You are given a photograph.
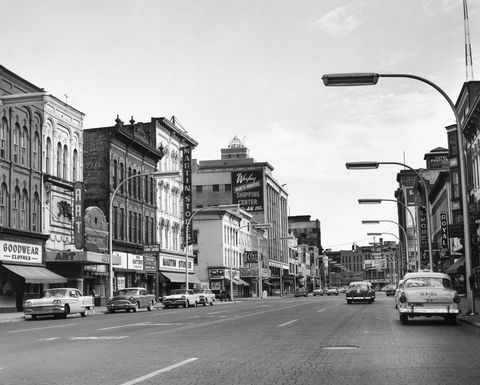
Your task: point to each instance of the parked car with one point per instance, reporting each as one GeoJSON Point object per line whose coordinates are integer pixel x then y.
{"type": "Point", "coordinates": [180, 297]}
{"type": "Point", "coordinates": [131, 298]}
{"type": "Point", "coordinates": [301, 293]}
{"type": "Point", "coordinates": [59, 302]}
{"type": "Point", "coordinates": [426, 294]}
{"type": "Point", "coordinates": [318, 291]}
{"type": "Point", "coordinates": [390, 290]}
{"type": "Point", "coordinates": [332, 291]}
{"type": "Point", "coordinates": [360, 291]}
{"type": "Point", "coordinates": [205, 296]}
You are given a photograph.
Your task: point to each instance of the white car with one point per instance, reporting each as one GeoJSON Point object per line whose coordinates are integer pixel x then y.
{"type": "Point", "coordinates": [59, 302]}
{"type": "Point", "coordinates": [426, 294]}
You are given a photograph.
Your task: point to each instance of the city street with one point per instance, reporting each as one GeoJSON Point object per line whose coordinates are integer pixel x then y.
{"type": "Point", "coordinates": [286, 340]}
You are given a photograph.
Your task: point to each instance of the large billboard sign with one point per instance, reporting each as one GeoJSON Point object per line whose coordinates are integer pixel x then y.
{"type": "Point", "coordinates": [247, 189]}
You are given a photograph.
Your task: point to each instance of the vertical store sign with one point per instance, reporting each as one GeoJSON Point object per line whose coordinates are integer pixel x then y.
{"type": "Point", "coordinates": [187, 191]}
{"type": "Point", "coordinates": [444, 228]}
{"type": "Point", "coordinates": [79, 233]}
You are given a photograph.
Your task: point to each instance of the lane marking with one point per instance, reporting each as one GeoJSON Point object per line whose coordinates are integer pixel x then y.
{"type": "Point", "coordinates": [44, 328]}
{"type": "Point", "coordinates": [288, 323]}
{"type": "Point", "coordinates": [157, 372]}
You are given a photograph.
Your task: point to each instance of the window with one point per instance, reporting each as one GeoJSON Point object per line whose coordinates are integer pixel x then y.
{"type": "Point", "coordinates": [3, 204]}
{"type": "Point", "coordinates": [16, 203]}
{"type": "Point", "coordinates": [48, 157]}
{"type": "Point", "coordinates": [23, 147]}
{"type": "Point", "coordinates": [16, 141]}
{"type": "Point", "coordinates": [36, 151]}
{"type": "Point", "coordinates": [75, 166]}
{"type": "Point", "coordinates": [3, 138]}
{"type": "Point", "coordinates": [65, 162]}
{"type": "Point", "coordinates": [59, 160]}
{"type": "Point", "coordinates": [36, 213]}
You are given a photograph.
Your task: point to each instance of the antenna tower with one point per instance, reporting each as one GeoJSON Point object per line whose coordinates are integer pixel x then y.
{"type": "Point", "coordinates": [468, 47]}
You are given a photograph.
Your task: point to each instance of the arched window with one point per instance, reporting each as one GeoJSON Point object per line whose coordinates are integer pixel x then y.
{"type": "Point", "coordinates": [16, 142]}
{"type": "Point", "coordinates": [3, 204]}
{"type": "Point", "coordinates": [48, 157]}
{"type": "Point", "coordinates": [36, 152]}
{"type": "Point", "coordinates": [24, 210]}
{"type": "Point", "coordinates": [75, 166]}
{"type": "Point", "coordinates": [3, 138]}
{"type": "Point", "coordinates": [59, 159]}
{"type": "Point", "coordinates": [23, 146]}
{"type": "Point", "coordinates": [115, 175]}
{"type": "Point", "coordinates": [15, 207]}
{"type": "Point", "coordinates": [65, 162]}
{"type": "Point", "coordinates": [36, 213]}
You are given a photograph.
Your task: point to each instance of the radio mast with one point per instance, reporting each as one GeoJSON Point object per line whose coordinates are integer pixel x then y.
{"type": "Point", "coordinates": [468, 47]}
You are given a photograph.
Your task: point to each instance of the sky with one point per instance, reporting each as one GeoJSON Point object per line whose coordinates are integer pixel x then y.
{"type": "Point", "coordinates": [253, 69]}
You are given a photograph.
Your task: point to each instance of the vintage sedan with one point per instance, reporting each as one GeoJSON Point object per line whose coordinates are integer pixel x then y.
{"type": "Point", "coordinates": [131, 298]}
{"type": "Point", "coordinates": [360, 291]}
{"type": "Point", "coordinates": [59, 302]}
{"type": "Point", "coordinates": [427, 294]}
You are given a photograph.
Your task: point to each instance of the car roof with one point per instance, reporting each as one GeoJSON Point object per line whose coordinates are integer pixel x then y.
{"type": "Point", "coordinates": [425, 274]}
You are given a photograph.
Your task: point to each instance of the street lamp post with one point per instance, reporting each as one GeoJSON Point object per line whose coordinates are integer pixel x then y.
{"type": "Point", "coordinates": [163, 174]}
{"type": "Point", "coordinates": [401, 249]}
{"type": "Point", "coordinates": [361, 79]}
{"type": "Point", "coordinates": [373, 165]}
{"type": "Point", "coordinates": [378, 201]}
{"type": "Point", "coordinates": [378, 221]}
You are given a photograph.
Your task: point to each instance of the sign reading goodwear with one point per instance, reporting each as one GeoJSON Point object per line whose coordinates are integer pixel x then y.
{"type": "Point", "coordinates": [20, 252]}
{"type": "Point", "coordinates": [247, 189]}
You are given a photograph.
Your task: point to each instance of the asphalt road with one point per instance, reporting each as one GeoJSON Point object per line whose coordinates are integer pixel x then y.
{"type": "Point", "coordinates": [313, 340]}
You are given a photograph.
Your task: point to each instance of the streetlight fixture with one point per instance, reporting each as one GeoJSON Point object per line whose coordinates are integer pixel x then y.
{"type": "Point", "coordinates": [373, 165]}
{"type": "Point", "coordinates": [364, 79]}
{"type": "Point", "coordinates": [162, 174]}
{"type": "Point", "coordinates": [378, 221]}
{"type": "Point", "coordinates": [379, 201]}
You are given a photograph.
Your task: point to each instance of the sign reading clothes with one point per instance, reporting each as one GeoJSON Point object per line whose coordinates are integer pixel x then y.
{"type": "Point", "coordinates": [247, 189]}
{"type": "Point", "coordinates": [20, 252]}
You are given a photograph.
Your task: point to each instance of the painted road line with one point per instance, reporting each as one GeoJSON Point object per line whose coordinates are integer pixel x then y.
{"type": "Point", "coordinates": [44, 328]}
{"type": "Point", "coordinates": [157, 372]}
{"type": "Point", "coordinates": [288, 323]}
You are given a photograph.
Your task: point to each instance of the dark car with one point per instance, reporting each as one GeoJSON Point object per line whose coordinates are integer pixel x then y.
{"type": "Point", "coordinates": [390, 290]}
{"type": "Point", "coordinates": [360, 292]}
{"type": "Point", "coordinates": [301, 293]}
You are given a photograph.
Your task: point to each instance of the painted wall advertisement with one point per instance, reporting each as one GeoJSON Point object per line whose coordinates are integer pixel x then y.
{"type": "Point", "coordinates": [247, 189]}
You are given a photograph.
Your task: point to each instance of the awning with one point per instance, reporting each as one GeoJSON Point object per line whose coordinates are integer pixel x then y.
{"type": "Point", "coordinates": [180, 277]}
{"type": "Point", "coordinates": [458, 263]}
{"type": "Point", "coordinates": [36, 274]}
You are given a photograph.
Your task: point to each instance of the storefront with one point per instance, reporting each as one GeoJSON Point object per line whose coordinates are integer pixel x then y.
{"type": "Point", "coordinates": [172, 274]}
{"type": "Point", "coordinates": [84, 270]}
{"type": "Point", "coordinates": [22, 273]}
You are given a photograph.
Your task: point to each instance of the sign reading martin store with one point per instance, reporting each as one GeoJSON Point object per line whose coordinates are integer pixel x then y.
{"type": "Point", "coordinates": [20, 252]}
{"type": "Point", "coordinates": [247, 189]}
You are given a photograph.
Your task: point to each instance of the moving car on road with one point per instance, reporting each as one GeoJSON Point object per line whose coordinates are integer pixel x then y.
{"type": "Point", "coordinates": [180, 297]}
{"type": "Point", "coordinates": [131, 298]}
{"type": "Point", "coordinates": [428, 294]}
{"type": "Point", "coordinates": [59, 302]}
{"type": "Point", "coordinates": [360, 291]}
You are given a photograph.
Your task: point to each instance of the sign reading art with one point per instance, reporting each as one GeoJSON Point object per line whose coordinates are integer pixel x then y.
{"type": "Point", "coordinates": [20, 252]}
{"type": "Point", "coordinates": [247, 189]}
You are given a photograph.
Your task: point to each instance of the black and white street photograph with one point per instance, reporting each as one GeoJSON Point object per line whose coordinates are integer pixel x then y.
{"type": "Point", "coordinates": [240, 192]}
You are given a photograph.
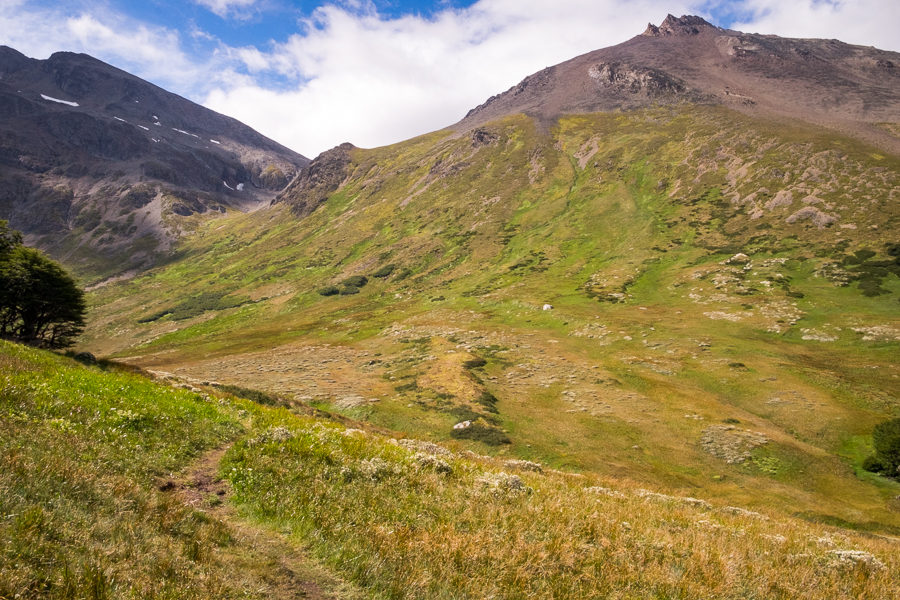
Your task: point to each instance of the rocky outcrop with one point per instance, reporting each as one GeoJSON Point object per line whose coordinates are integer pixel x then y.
{"type": "Point", "coordinates": [636, 80]}
{"type": "Point", "coordinates": [686, 25]}
{"type": "Point", "coordinates": [74, 123]}
{"type": "Point", "coordinates": [318, 180]}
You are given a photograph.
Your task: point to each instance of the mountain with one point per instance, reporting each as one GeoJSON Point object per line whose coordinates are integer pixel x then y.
{"type": "Point", "coordinates": [645, 279]}
{"type": "Point", "coordinates": [853, 89]}
{"type": "Point", "coordinates": [99, 164]}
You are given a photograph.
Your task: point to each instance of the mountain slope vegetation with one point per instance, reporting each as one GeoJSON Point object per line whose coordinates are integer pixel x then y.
{"type": "Point", "coordinates": [626, 330]}
{"type": "Point", "coordinates": [701, 301]}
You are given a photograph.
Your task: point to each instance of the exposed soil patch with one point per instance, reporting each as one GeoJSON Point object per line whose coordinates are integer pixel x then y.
{"type": "Point", "coordinates": [280, 567]}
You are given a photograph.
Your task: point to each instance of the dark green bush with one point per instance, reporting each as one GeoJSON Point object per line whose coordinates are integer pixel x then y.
{"type": "Point", "coordinates": [481, 433]}
{"type": "Point", "coordinates": [873, 465]}
{"type": "Point", "coordinates": [488, 400]}
{"type": "Point", "coordinates": [356, 281]}
{"type": "Point", "coordinates": [384, 271]}
{"type": "Point", "coordinates": [474, 363]}
{"type": "Point", "coordinates": [886, 439]}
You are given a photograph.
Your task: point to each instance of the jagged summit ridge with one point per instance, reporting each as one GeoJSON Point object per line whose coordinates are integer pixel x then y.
{"type": "Point", "coordinates": [852, 89]}
{"type": "Point", "coordinates": [686, 25]}
{"type": "Point", "coordinates": [95, 160]}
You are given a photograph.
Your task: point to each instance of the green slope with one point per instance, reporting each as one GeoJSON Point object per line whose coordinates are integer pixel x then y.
{"type": "Point", "coordinates": [666, 360]}
{"type": "Point", "coordinates": [83, 513]}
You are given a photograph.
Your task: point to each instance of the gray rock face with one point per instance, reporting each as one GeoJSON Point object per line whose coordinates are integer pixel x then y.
{"type": "Point", "coordinates": [78, 137]}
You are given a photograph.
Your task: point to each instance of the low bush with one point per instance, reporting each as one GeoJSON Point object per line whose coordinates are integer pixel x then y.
{"type": "Point", "coordinates": [384, 271]}
{"type": "Point", "coordinates": [356, 281]}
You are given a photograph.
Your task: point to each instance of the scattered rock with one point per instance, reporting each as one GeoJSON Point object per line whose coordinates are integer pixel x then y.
{"type": "Point", "coordinates": [597, 489]}
{"type": "Point", "coordinates": [429, 461]}
{"type": "Point", "coordinates": [731, 444]}
{"type": "Point", "coordinates": [854, 558]}
{"type": "Point", "coordinates": [503, 485]}
{"type": "Point", "coordinates": [524, 465]}
{"type": "Point", "coordinates": [377, 468]}
{"type": "Point", "coordinates": [738, 259]}
{"type": "Point", "coordinates": [273, 434]}
{"type": "Point", "coordinates": [423, 446]}
{"type": "Point", "coordinates": [811, 213]}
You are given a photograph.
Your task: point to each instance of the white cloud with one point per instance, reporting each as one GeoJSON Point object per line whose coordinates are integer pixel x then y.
{"type": "Point", "coordinates": [375, 81]}
{"type": "Point", "coordinates": [863, 22]}
{"type": "Point", "coordinates": [349, 74]}
{"type": "Point", "coordinates": [225, 8]}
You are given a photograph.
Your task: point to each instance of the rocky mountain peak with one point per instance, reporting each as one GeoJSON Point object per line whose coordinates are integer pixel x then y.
{"type": "Point", "coordinates": [672, 25]}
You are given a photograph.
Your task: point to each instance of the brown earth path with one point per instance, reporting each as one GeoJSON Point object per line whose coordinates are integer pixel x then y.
{"type": "Point", "coordinates": [276, 565]}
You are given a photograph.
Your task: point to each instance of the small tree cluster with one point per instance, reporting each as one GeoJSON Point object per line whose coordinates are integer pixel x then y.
{"type": "Point", "coordinates": [40, 304]}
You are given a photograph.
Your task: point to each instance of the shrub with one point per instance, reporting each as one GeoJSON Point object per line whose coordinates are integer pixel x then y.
{"type": "Point", "coordinates": [356, 281]}
{"type": "Point", "coordinates": [481, 432]}
{"type": "Point", "coordinates": [873, 465]}
{"type": "Point", "coordinates": [384, 271]}
{"type": "Point", "coordinates": [474, 363]}
{"type": "Point", "coordinates": [886, 439]}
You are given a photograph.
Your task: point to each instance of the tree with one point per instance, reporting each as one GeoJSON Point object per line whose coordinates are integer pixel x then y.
{"type": "Point", "coordinates": [40, 304]}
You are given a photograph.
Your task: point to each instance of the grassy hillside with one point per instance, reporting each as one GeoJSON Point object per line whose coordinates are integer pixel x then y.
{"type": "Point", "coordinates": [724, 297]}
{"type": "Point", "coordinates": [89, 509]}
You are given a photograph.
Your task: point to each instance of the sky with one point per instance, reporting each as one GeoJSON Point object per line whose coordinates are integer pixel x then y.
{"type": "Point", "coordinates": [313, 74]}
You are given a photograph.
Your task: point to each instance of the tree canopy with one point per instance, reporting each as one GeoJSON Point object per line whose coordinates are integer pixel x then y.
{"type": "Point", "coordinates": [40, 303]}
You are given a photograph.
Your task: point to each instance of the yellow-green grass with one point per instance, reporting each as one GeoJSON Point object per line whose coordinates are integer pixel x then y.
{"type": "Point", "coordinates": [82, 453]}
{"type": "Point", "coordinates": [83, 450]}
{"type": "Point", "coordinates": [491, 233]}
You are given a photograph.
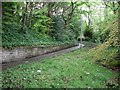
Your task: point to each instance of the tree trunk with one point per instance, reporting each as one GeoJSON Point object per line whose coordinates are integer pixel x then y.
{"type": "Point", "coordinates": [30, 16]}
{"type": "Point", "coordinates": [24, 18]}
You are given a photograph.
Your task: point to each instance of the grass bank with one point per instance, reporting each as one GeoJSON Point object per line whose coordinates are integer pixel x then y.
{"type": "Point", "coordinates": [70, 70]}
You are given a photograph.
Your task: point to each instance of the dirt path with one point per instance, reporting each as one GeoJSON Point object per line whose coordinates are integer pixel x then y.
{"type": "Point", "coordinates": [37, 58]}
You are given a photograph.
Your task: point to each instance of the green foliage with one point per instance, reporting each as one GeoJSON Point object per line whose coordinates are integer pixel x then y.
{"type": "Point", "coordinates": [71, 70]}
{"type": "Point", "coordinates": [31, 38]}
{"type": "Point", "coordinates": [108, 52]}
{"type": "Point", "coordinates": [42, 22]}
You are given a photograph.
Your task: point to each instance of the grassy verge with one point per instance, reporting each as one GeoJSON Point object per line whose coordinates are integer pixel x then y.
{"type": "Point", "coordinates": [13, 39]}
{"type": "Point", "coordinates": [70, 70]}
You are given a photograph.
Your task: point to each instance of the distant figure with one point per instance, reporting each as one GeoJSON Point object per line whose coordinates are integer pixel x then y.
{"type": "Point", "coordinates": [80, 42]}
{"type": "Point", "coordinates": [81, 45]}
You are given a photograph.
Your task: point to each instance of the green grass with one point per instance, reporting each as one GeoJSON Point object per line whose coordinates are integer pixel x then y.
{"type": "Point", "coordinates": [12, 39]}
{"type": "Point", "coordinates": [70, 70]}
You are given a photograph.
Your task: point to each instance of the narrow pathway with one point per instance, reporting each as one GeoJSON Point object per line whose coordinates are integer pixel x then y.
{"type": "Point", "coordinates": [37, 58]}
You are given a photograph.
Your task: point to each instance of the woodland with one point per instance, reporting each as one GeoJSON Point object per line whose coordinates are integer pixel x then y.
{"type": "Point", "coordinates": [58, 23]}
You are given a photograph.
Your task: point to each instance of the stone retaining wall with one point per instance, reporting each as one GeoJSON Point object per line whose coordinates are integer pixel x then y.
{"type": "Point", "coordinates": [20, 53]}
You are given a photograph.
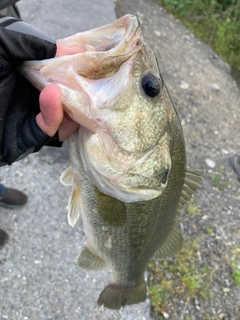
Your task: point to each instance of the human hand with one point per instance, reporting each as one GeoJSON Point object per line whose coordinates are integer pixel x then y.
{"type": "Point", "coordinates": [52, 118]}
{"type": "Point", "coordinates": [22, 128]}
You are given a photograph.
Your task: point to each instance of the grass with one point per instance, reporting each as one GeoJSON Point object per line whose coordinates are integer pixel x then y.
{"type": "Point", "coordinates": [180, 277]}
{"type": "Point", "coordinates": [193, 208]}
{"type": "Point", "coordinates": [219, 181]}
{"type": "Point", "coordinates": [216, 22]}
{"type": "Point", "coordinates": [235, 265]}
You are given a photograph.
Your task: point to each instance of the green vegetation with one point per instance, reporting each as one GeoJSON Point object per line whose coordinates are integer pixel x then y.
{"type": "Point", "coordinates": [217, 22]}
{"type": "Point", "coordinates": [218, 180]}
{"type": "Point", "coordinates": [193, 208]}
{"type": "Point", "coordinates": [182, 277]}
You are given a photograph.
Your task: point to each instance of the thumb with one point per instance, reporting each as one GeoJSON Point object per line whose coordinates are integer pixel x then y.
{"type": "Point", "coordinates": [51, 114]}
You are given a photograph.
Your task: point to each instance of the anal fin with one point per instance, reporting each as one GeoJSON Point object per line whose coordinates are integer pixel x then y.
{"type": "Point", "coordinates": [89, 261]}
{"type": "Point", "coordinates": [115, 296]}
{"type": "Point", "coordinates": [171, 246]}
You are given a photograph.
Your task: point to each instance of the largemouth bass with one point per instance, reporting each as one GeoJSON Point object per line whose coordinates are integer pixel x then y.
{"type": "Point", "coordinates": [128, 163]}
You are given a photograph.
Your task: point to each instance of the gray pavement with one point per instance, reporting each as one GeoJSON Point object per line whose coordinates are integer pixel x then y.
{"type": "Point", "coordinates": [39, 275]}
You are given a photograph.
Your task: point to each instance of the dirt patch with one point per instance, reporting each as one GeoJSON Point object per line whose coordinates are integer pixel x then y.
{"type": "Point", "coordinates": [208, 102]}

++++++++

Task to complete
Everything from the line containing "Your task: point to each instance of the gray pavement" to the last line of the data above must be set down exactly, both ends included, with no other lines.

Output
Your task: point to each instance of the gray pavement with one point per instance, reporting each as one GeoJSON Point object per line whose coordinates are integer pixel x then y.
{"type": "Point", "coordinates": [39, 275]}
You are given a photograph.
Your task: point to each instance of the dirt patch with one point per instance, reporting each as one GeoJSON Point object per line whose coordinates are integer pixel x then y.
{"type": "Point", "coordinates": [208, 102]}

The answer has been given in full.